- [WORK INSTRUCTIONS]: All lines from the one containing "point_to SHOULD place one pin on every instance of the red" through the last line below must be duplicated exactly, with nothing outside that span.

- [Stored items]:
'''

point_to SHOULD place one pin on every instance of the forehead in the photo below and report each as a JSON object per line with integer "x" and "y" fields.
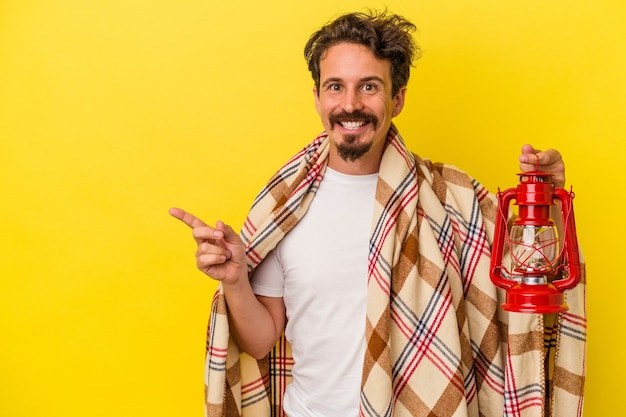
{"x": 353, "y": 61}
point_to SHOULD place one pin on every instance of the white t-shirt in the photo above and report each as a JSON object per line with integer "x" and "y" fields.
{"x": 320, "y": 268}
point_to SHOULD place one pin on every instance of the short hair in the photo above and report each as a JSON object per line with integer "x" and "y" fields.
{"x": 388, "y": 36}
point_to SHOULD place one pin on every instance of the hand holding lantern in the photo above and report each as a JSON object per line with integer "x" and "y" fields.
{"x": 541, "y": 267}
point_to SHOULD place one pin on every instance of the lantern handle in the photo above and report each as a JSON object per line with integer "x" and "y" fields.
{"x": 570, "y": 242}
{"x": 501, "y": 229}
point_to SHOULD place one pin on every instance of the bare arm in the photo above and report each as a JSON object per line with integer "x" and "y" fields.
{"x": 256, "y": 322}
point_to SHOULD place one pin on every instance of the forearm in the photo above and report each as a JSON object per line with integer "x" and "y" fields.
{"x": 251, "y": 322}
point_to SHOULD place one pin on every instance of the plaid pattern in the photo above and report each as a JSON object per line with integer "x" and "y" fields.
{"x": 437, "y": 342}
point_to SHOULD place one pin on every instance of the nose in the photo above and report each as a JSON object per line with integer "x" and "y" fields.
{"x": 352, "y": 100}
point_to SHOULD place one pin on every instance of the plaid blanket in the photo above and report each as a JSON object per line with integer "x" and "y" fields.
{"x": 437, "y": 342}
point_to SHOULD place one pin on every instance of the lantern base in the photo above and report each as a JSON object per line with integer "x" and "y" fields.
{"x": 538, "y": 298}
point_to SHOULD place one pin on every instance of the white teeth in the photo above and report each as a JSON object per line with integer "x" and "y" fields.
{"x": 352, "y": 125}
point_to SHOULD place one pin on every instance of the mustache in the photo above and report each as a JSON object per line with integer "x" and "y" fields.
{"x": 355, "y": 116}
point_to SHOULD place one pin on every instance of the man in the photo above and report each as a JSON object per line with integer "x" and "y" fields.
{"x": 371, "y": 262}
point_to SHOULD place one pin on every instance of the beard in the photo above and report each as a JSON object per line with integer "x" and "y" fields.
{"x": 350, "y": 149}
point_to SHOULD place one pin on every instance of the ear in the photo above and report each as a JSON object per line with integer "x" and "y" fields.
{"x": 317, "y": 100}
{"x": 398, "y": 102}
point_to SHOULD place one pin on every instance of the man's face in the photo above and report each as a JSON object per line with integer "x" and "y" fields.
{"x": 355, "y": 100}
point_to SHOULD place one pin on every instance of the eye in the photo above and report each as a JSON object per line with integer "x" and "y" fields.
{"x": 334, "y": 87}
{"x": 369, "y": 88}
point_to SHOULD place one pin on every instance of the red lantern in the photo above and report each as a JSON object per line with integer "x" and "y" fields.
{"x": 542, "y": 265}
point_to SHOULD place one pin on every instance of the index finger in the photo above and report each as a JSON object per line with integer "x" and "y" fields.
{"x": 187, "y": 218}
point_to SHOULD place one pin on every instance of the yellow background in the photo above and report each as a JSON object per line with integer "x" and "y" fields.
{"x": 111, "y": 111}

'''

- [WRITTEN RESPONSE]:
point_to SHOULD place one pin on every instance of the red lantern in the photo above and report each as a JSON object per line with integer "x" and "y" fields.
{"x": 542, "y": 265}
point_to SHOULD place one pin on every instance of the index finger in the photo above and report each as a JSON object per line with integer "x" and "y" fields.
{"x": 187, "y": 218}
point_to SHOULD place one pin on every instance of the yellow background in the photo above and report each as a JSON object per line with integer "x" and "y" fields.
{"x": 111, "y": 111}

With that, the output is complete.